BEGIN Records for the task

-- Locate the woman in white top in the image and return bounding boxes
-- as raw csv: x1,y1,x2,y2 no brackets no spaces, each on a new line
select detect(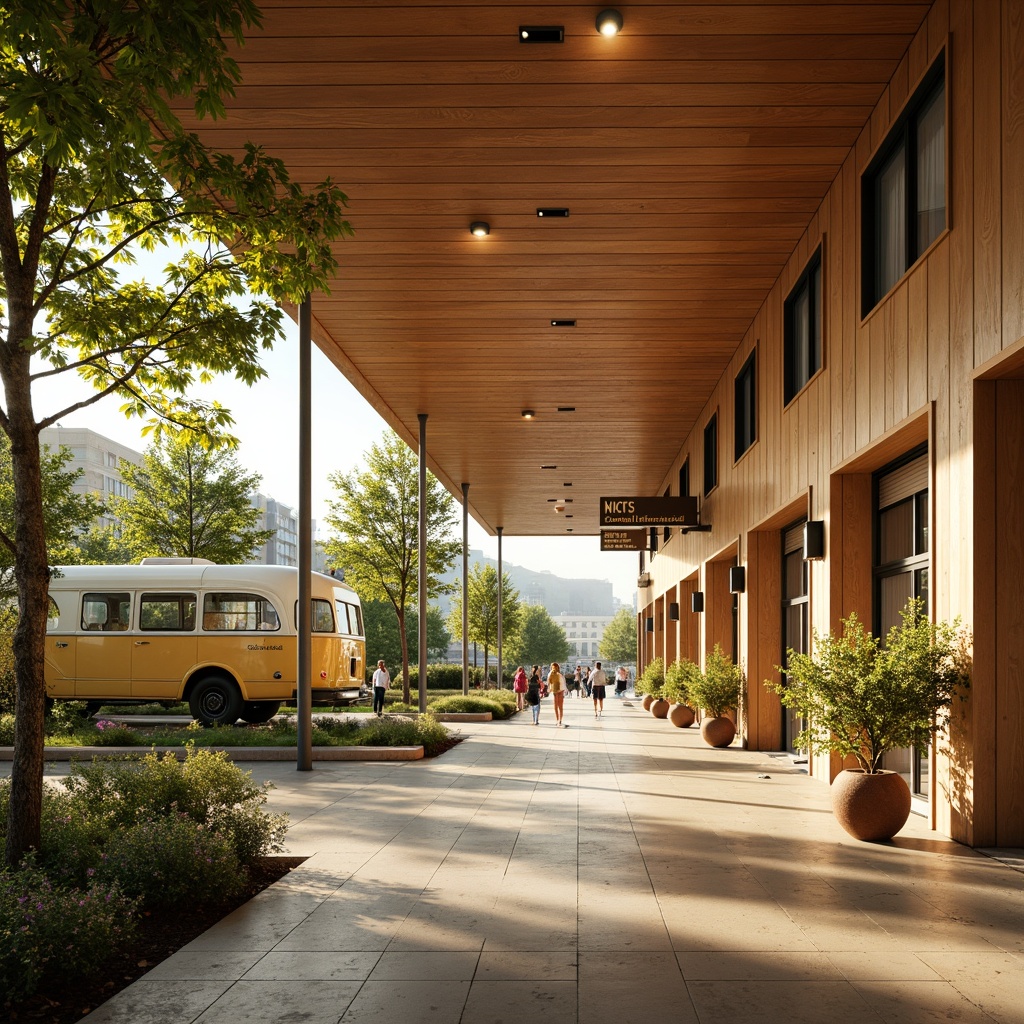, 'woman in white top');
372,659,390,716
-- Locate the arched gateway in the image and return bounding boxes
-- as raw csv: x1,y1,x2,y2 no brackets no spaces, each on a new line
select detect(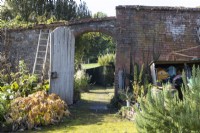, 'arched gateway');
49,18,117,104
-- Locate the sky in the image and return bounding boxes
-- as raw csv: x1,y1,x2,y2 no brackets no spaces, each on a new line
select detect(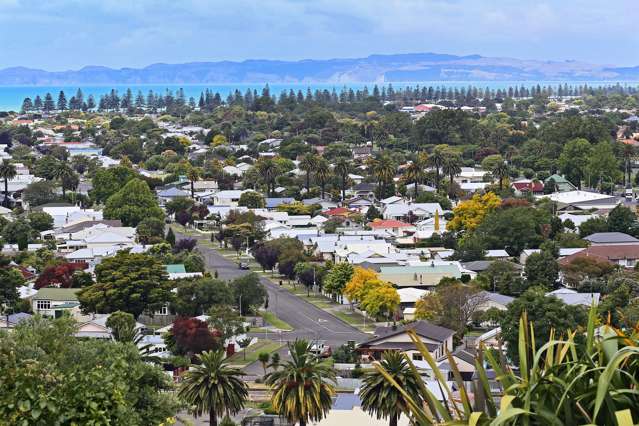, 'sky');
0,0,637,70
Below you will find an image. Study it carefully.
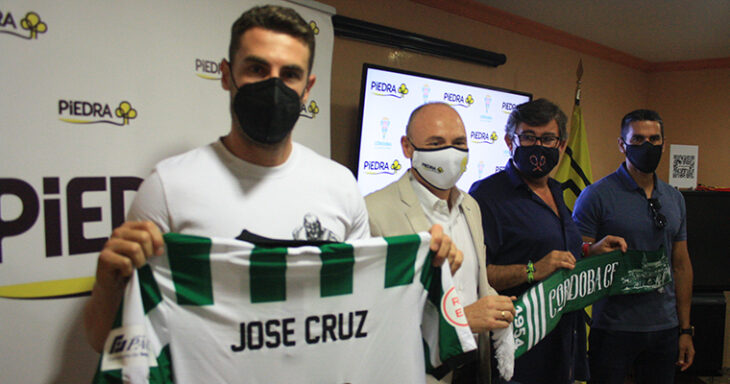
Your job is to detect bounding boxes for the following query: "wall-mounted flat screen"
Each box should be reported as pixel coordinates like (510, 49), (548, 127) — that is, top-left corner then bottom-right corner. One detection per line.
(355, 64), (532, 196)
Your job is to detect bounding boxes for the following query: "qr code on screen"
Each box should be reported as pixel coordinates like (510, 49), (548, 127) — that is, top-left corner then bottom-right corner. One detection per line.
(672, 155), (695, 179)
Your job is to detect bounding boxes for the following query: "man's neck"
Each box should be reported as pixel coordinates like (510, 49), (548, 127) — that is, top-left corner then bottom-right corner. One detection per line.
(222, 129), (292, 167)
(625, 160), (655, 197)
(411, 169), (456, 209)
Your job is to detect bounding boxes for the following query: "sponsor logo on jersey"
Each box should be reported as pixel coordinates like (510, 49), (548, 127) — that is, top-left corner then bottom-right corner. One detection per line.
(195, 58), (222, 80)
(370, 80), (409, 99)
(362, 159), (402, 175)
(0, 10), (47, 40)
(58, 99), (138, 126)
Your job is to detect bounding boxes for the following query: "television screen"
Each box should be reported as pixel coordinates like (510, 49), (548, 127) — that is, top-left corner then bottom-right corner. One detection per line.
(681, 191), (730, 292)
(355, 64), (531, 197)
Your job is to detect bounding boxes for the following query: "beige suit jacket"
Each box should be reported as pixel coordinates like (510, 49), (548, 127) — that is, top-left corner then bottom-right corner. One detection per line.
(365, 172), (497, 298)
(365, 172), (496, 383)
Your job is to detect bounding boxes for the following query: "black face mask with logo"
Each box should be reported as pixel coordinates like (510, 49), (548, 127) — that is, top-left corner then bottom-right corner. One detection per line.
(512, 145), (560, 179)
(624, 141), (663, 173)
(232, 77), (302, 145)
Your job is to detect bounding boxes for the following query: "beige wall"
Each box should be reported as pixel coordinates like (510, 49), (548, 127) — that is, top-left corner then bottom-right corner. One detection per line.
(319, 0), (730, 369)
(649, 68), (730, 187)
(321, 0), (728, 187)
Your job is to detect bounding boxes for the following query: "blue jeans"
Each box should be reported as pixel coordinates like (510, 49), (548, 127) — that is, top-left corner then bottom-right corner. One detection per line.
(588, 327), (679, 384)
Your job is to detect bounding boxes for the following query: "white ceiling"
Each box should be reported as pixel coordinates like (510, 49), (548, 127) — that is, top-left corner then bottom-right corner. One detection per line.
(474, 0), (730, 63)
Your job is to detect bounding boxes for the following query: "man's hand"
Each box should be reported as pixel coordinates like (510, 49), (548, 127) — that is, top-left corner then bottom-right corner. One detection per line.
(533, 250), (575, 281)
(463, 295), (516, 333)
(85, 220), (164, 352)
(676, 334), (695, 371)
(427, 224), (463, 275)
(96, 221), (165, 292)
(588, 235), (627, 256)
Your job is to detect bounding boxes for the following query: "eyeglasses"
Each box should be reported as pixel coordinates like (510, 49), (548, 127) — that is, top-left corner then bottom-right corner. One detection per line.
(647, 198), (666, 229)
(513, 133), (561, 148)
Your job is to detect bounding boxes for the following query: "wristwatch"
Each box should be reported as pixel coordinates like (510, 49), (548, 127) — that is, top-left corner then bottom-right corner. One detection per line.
(679, 326), (694, 337)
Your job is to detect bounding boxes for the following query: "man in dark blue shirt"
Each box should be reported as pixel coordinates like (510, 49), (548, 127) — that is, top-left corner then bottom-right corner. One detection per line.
(573, 109), (695, 383)
(470, 98), (625, 384)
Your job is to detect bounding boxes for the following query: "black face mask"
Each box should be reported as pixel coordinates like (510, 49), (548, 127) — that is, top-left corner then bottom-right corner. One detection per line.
(232, 77), (302, 144)
(512, 145), (560, 179)
(624, 141), (662, 173)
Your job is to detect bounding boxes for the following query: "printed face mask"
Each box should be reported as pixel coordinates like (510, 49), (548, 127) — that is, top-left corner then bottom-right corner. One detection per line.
(410, 140), (469, 190)
(232, 77), (302, 144)
(512, 145), (559, 179)
(624, 141), (662, 173)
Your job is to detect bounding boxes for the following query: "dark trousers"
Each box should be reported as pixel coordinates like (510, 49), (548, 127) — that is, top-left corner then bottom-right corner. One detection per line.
(588, 327), (679, 384)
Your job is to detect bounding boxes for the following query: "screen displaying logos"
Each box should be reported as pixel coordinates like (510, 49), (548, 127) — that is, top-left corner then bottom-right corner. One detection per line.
(356, 64), (532, 196)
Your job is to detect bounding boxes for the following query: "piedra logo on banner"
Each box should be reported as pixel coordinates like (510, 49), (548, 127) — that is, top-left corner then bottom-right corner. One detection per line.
(195, 58), (222, 80)
(300, 100), (319, 120)
(362, 159), (402, 175)
(0, 10), (47, 40)
(59, 99), (138, 126)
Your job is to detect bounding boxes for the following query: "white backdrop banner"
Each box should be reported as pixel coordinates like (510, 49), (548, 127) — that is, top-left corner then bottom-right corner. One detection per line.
(0, 1), (335, 382)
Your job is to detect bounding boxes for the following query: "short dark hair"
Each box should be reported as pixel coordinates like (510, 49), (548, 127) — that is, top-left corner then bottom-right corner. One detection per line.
(229, 5), (315, 73)
(505, 98), (567, 140)
(620, 109), (664, 140)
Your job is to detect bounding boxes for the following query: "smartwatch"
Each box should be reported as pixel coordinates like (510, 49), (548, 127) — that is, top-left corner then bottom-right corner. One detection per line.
(679, 326), (694, 337)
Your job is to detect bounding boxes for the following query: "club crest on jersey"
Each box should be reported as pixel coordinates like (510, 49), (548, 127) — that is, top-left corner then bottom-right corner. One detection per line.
(441, 286), (469, 327)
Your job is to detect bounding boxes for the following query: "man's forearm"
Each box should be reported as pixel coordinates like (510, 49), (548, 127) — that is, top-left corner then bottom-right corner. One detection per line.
(672, 241), (694, 328)
(486, 264), (528, 292)
(674, 263), (693, 328)
(83, 283), (124, 353)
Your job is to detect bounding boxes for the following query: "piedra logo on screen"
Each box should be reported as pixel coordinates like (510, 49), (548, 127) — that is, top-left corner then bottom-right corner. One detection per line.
(370, 80), (409, 99)
(0, 10), (47, 40)
(58, 100), (138, 126)
(443, 91), (474, 108)
(363, 159), (402, 175)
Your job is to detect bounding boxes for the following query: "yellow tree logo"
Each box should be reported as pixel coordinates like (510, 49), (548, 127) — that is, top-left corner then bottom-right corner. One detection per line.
(465, 94), (475, 106)
(307, 101), (319, 116)
(20, 12), (47, 39)
(309, 21), (320, 35)
(398, 83), (409, 97)
(391, 160), (402, 172)
(115, 101), (137, 125)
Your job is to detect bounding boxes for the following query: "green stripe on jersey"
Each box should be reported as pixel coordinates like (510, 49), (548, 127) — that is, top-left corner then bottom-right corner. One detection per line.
(138, 264), (162, 314)
(319, 243), (355, 297)
(250, 247), (287, 303)
(384, 234), (420, 287)
(164, 233), (213, 306)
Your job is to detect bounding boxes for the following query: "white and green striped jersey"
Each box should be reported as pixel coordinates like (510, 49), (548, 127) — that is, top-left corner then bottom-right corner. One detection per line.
(93, 232), (476, 384)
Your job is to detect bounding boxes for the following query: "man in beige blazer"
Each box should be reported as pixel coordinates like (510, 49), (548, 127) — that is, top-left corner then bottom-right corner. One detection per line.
(365, 102), (515, 384)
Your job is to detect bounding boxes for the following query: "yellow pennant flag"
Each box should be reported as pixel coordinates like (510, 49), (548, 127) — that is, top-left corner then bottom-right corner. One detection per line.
(555, 60), (592, 211)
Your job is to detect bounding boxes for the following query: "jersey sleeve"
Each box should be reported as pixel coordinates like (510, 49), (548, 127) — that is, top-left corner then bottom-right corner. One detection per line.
(126, 170), (171, 233)
(422, 262), (478, 379)
(93, 264), (172, 384)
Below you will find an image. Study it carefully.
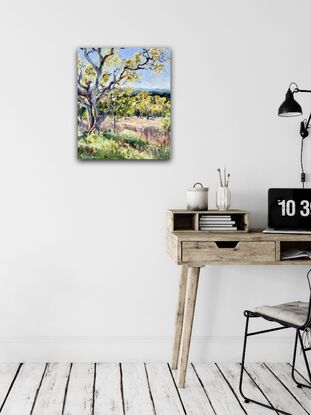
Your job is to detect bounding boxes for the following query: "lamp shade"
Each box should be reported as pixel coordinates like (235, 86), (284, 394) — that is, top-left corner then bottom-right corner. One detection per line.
(278, 89), (302, 117)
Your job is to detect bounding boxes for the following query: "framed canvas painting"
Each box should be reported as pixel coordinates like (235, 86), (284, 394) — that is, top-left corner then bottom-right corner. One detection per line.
(77, 48), (171, 160)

END Records for the task

» To do
The expected answer is each line of the records above that includes the string "wall".

» Result
Your job is to detect bounding boxes for the following query: "wall-mounted flat screen"
Your job is to detect bounding boxes for the following query: "beige wall"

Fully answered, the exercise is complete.